All of the entries below should be printed exactly; the pictures are to be left out.
[[ Provided records, beginning ]]
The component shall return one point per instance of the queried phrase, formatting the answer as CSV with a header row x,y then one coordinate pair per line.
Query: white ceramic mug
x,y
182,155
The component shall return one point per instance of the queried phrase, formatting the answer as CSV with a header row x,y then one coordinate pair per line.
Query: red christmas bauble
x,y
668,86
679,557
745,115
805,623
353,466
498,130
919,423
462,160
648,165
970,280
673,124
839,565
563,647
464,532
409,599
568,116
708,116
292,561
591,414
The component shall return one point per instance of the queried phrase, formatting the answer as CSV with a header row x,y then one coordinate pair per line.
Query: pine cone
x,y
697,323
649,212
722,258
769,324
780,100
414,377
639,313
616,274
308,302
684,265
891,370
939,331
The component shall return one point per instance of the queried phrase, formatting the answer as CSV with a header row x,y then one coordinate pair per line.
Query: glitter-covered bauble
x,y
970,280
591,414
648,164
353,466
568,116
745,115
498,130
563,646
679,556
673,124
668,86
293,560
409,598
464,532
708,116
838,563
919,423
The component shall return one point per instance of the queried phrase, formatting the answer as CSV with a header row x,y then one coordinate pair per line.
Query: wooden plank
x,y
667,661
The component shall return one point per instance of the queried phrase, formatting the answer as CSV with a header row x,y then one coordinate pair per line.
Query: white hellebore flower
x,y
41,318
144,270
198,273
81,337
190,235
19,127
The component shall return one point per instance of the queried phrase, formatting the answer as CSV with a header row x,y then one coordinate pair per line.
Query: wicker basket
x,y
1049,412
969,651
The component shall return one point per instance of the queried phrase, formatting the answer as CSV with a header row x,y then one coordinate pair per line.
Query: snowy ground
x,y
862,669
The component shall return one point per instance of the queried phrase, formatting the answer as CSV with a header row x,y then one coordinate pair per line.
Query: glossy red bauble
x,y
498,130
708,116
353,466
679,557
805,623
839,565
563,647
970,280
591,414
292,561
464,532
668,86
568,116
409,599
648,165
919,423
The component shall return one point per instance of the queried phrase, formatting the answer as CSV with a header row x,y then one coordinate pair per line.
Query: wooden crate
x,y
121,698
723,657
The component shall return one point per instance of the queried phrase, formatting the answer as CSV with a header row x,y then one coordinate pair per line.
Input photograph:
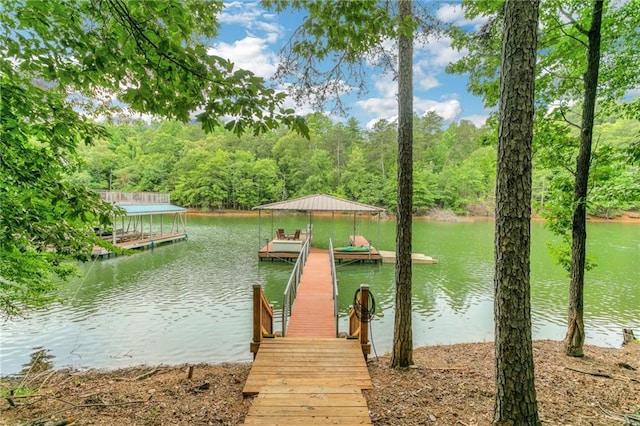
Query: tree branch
x,y
564,117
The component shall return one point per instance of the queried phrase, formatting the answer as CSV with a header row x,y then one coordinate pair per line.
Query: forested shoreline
x,y
454,165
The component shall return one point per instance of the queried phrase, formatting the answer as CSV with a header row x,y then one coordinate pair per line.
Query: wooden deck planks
x,y
308,381
312,312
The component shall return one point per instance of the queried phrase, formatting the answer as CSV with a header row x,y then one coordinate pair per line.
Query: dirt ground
x,y
449,385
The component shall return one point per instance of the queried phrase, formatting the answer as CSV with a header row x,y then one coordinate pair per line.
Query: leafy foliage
x,y
67,65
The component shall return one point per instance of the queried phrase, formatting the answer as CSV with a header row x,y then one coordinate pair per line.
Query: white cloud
x,y
249,53
242,13
448,110
477,119
382,108
424,79
439,51
454,13
387,108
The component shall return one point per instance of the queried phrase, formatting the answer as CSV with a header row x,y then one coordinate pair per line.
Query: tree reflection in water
x,y
41,360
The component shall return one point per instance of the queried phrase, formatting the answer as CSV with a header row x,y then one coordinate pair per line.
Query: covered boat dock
x,y
282,246
149,220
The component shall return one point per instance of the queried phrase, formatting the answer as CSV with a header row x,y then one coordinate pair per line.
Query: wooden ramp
x,y
308,381
312,313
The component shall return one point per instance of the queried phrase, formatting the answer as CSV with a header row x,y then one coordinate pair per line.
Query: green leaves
x,y
66,64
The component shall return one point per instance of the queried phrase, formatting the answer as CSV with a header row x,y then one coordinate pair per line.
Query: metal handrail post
x,y
334,279
291,290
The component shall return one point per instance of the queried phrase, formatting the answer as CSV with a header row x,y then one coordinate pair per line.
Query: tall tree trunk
x,y
515,401
402,332
574,340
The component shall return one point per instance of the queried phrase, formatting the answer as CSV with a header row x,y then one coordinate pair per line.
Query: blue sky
x,y
252,38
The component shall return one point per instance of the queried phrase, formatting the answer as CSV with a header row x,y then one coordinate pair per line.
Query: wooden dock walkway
x,y
309,376
312,312
304,381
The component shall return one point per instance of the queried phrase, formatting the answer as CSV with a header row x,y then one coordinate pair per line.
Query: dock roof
x,y
144,209
320,202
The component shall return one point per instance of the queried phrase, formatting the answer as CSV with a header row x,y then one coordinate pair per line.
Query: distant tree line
x,y
454,165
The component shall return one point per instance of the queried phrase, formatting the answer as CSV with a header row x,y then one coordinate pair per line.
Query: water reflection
x,y
191,301
41,360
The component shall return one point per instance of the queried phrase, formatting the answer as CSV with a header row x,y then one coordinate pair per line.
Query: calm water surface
x,y
191,301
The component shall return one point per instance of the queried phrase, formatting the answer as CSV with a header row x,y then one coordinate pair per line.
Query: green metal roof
x,y
320,202
147,209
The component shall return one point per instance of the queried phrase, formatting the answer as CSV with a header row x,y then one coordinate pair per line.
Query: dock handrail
x,y
292,285
359,319
334,280
262,318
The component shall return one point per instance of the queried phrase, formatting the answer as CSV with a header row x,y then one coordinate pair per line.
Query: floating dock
x,y
390,257
141,243
358,250
310,376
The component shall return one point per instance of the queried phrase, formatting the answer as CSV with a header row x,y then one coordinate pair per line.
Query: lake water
x,y
191,301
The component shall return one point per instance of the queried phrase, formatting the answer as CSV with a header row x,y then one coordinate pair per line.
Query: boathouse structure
x,y
309,371
148,219
283,246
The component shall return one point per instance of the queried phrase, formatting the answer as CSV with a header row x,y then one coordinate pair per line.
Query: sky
x,y
252,37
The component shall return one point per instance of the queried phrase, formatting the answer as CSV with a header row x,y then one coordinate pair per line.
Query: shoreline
x,y
448,384
436,216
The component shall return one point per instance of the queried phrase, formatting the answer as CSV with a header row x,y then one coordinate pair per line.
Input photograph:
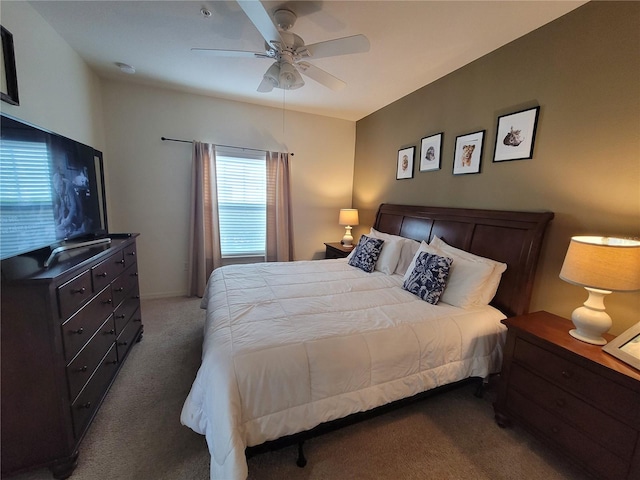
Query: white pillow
x,y
409,249
490,286
467,279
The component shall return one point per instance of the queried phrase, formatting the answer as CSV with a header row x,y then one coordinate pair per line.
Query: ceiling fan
x,y
289,50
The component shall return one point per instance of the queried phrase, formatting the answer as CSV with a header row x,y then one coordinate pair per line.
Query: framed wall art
x,y
515,135
626,346
431,152
405,163
468,153
8,78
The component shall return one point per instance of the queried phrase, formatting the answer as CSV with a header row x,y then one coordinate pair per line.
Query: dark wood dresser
x,y
572,395
66,331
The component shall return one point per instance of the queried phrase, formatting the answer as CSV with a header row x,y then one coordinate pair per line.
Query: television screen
x,y
51,189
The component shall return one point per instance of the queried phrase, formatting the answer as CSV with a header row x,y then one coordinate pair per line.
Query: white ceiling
[[ Provided records, end ]]
Task response
The component shall return one point per instance of the queried phrase, formatting the answer as CSV with a header row x,y then one coordinate pair per line.
Query: white ceramic mug
x,y
182,155
The component shall return one point per instance of the queried phrase, formatting the answer as CSV with a header row x,y then one coordinate pair per line.
Query: red christmas bauble
x,y
668,86
679,557
745,115
805,623
353,466
498,130
919,423
462,160
648,165
970,280
673,124
839,565
563,647
464,532
409,599
568,116
708,116
292,561
591,414
The component shall return one point per instance of the queried phrase, formatting the answer as CSV with a header row x,y then one coordinate pair per line.
Query: pine cone
x,y
697,323
649,212
722,258
769,324
780,100
414,377
639,313
616,274
308,302
684,265
891,370
939,331
The component shall return one point per instance of the queried phrase, formatting the answer as CSV with a header row x,y then one coordinate pair per line.
Query: glitter-covered bauble
x,y
970,280
591,414
648,164
353,466
568,116
745,115
498,130
563,646
679,556
673,124
668,86
293,560
409,598
464,532
708,116
838,563
919,423
The component shall return one point per instance of the queried phrase, formatting the answer as CSV with a header row x,y then one coordinate pair per line.
Query: wooden plank
x,y
667,661
The component shall return one point per instance of the queried phrase, formatting the answer as CSV with a header row x,y then one coordinate pair per line.
Query: white hellebore flower
x,y
41,318
144,270
198,273
81,337
190,235
19,127
The component shall return one point per instance of the queried phrase, formatting the answer as CSV with a header row x,y then one coordinate pair per line.
Query: wicker basket
x,y
1049,412
969,651
The component shall return one point per instance of the queried phrase, formatting the answer as CSV with a header row x,y then one coordinate pair per line.
Query: snowy ground
x,y
862,669
The component shall return one point per instance of the queried phrase, formatting the answer as CSV with a header row x,y then one coordinate pair per line.
Query: glossy red bauble
x,y
498,130
708,116
353,466
679,557
805,623
839,565
563,647
970,280
591,414
292,561
464,532
668,86
568,116
409,599
648,165
919,423
The component shall return one point per instance of the queried phrase, formatting the answer as CSV with a header row x,y then one coordinate pair per line.
Query: wooden crate
x,y
121,698
723,657
The component shall return one point per instance of the queried phrase, formatting the answer as CSV with a header row x,y then one coordinate pair per line.
Input photograph:
Query: tree branch
x,y
564,117
The component shall return one point per instance of the queried phrase, formatting the answer as CSV with a header row x,y then one coordinate pair per line.
Query: forested shoreline
x,y
454,165
The component shall return one point per instance of the queried phrase, formatting the answer as CSV with a header row x,y then one coordinate pair per line.
Query: wooden deck planks
x,y
308,381
312,312
The component shall return one point per instance of the queried phrase, formatting the answer as CSV with a header row x,y then one coordinate pair per line.
Query: dirt ground
x,y
449,385
The component shall return one point per instance of the queried phrase, formatting the answer as CSV with a header row x,y then one coordinate pair per line.
Query: leafy foliage
x,y
67,65
The component shall return one point per instance of the queried phrase, formatting the answer as CSV with a header row x,y then one coordinate pair per line.
Query: white cloud
x,y
249,53
242,13
448,110
477,119
382,108
424,79
439,51
454,13
387,108
The component shall return one point per instance of the queried phrase, formatting the answer as CSV with a header row x,y then one coordinate pair per line.
Query: tree reflection in water
x,y
41,360
The component shall return one point per instance of the queried phrase, formatting the answer as CSV with a header row x,y then one coordinate pair per line.
Query: covered boat dock
x,y
282,246
149,220
The component shall return one point per instance of the queried phrase, formatting the answer as CSV with a header row x,y then one coordinate pair per line.
Query: wooden ramp
x,y
308,381
312,313
The component shall return one point per instance of the queried phrase, formatting the answer as CSV with a header row x,y then one coordinate pair per line.
Query: green leaves
x,y
66,64
The component shall return one point per instance of the queried phrase, formatting the answer as CSV with a header row x,y then one coordinate pair per line.
Query: metal handrail post
x,y
334,279
291,290
The component shall return one point per instance of the queried phrase, formatting the answer as CSV with a header row x,y then one coordinate pair per line.
Query: tall tree trunk
x,y
515,401
402,332
574,340
The component shall return one point per instance of the queried phrase, formatting the answer as CSV with a header row x,y then one coordinate pair per line.
Query: blue sky
x,y
252,38
The component shall return one point per instance of the queried phrase, formatting the answer as CSV with a header row x,y then one coordinate pair per line.
Query: wooden dock walkway
x,y
309,376
312,312
304,381
The component shall return one point per instance of the queried phrase, formatting the answer as CSV with a header row x,y then one coordinate pair per line.
Query: dock roof
x,y
144,209
320,202
The component shall return one point per instance of the queried phrase, formatting the answer as CSV with a header row x,y then one coordinate pair per line.
Query: distant tree line
x,y
454,165
The component shall return one point per instance of the queried phrase, formatting the answer as CSV with a header row x,y then one coordinate pair per line.
Query: water reflection
x,y
191,301
41,360
The component shall return one point per instance of the queried phrase, formatting the answer as CSV with a header row x,y then one coordinate pair per line.
Query: calm water surface
x,y
191,301
The component shall return one point per instance of the queried phrase, formatting the answer as CSV with a header row x,y then one coordinate pair per line.
Query: green metal roof
x,y
320,202
147,209
The component shall return one point per instance of the queried phrase, formatting the answer as CSV with a header row x,y then one coordinate pair per line.
Query: dock handrail
x,y
292,285
359,319
334,280
262,318
The component shall return one point per instance of the queried phrase, formatting the answer as CSV with a header row x,y then one coordinate pair per line.
Query: floating dock
x,y
390,257
141,243
358,250
310,376
The component shall return one point per instance of the queried phrase, formatting the answer as CSV with a header row x,y then one coordinate pair per line.
Query: lake water
x,y
191,301
The component shall return one point per instance of the queried phrase, formatting the answer as CSV with a header row x,y then one coordinate pair per line.
Query: boathouse structure
x,y
309,371
148,219
283,246
The component shall return one point per instance of the queried phrase, formatting the answer as CSV with a header row x,y then one coordinate pair per line.
Query: sky
x,y
252,37
The component shall return one point per instance of the queried phrase, formatting the answer as CSV with a header row x,y then one coordinate pair per line.
Query: shoreline
x,y
448,384
436,216
The component shall return one point per instance of the queried phrase, formatting the answer as CSV with a header row x,y then one coordinate pair per line.
Input photograph:
Query: white pillow
x,y
409,249
490,286
467,279
The component shall return one point per instance of the queried phrase, formatting the answer as CSV with a header row x,y then one coordinate pair per line.
Query: ceiling fan
x,y
289,50
The component shall return one point per instance of the queried phrase, formatting the answer as CSV with a header row x,y then one coordinate pair per line.
Query: framed wall art
x,y
515,135
626,346
431,152
405,163
468,153
8,78
The component shall return one point per instance of the queried phrase, formatting the answer as CSV with a header row x,y then one coordinate pair per line.
Query: dark wood dresser
x,y
572,395
66,331
The component shall return one point per instance of the queried phrase, formatting the answer as CSV with a header row x,y then one coordinate pair per line.
Query: television screen
x,y
51,189
The component shall return one point per instance of the queried phrase, formatting the answer as CSV with a header row x,y then one coordinate pair per line.
Query: white ceiling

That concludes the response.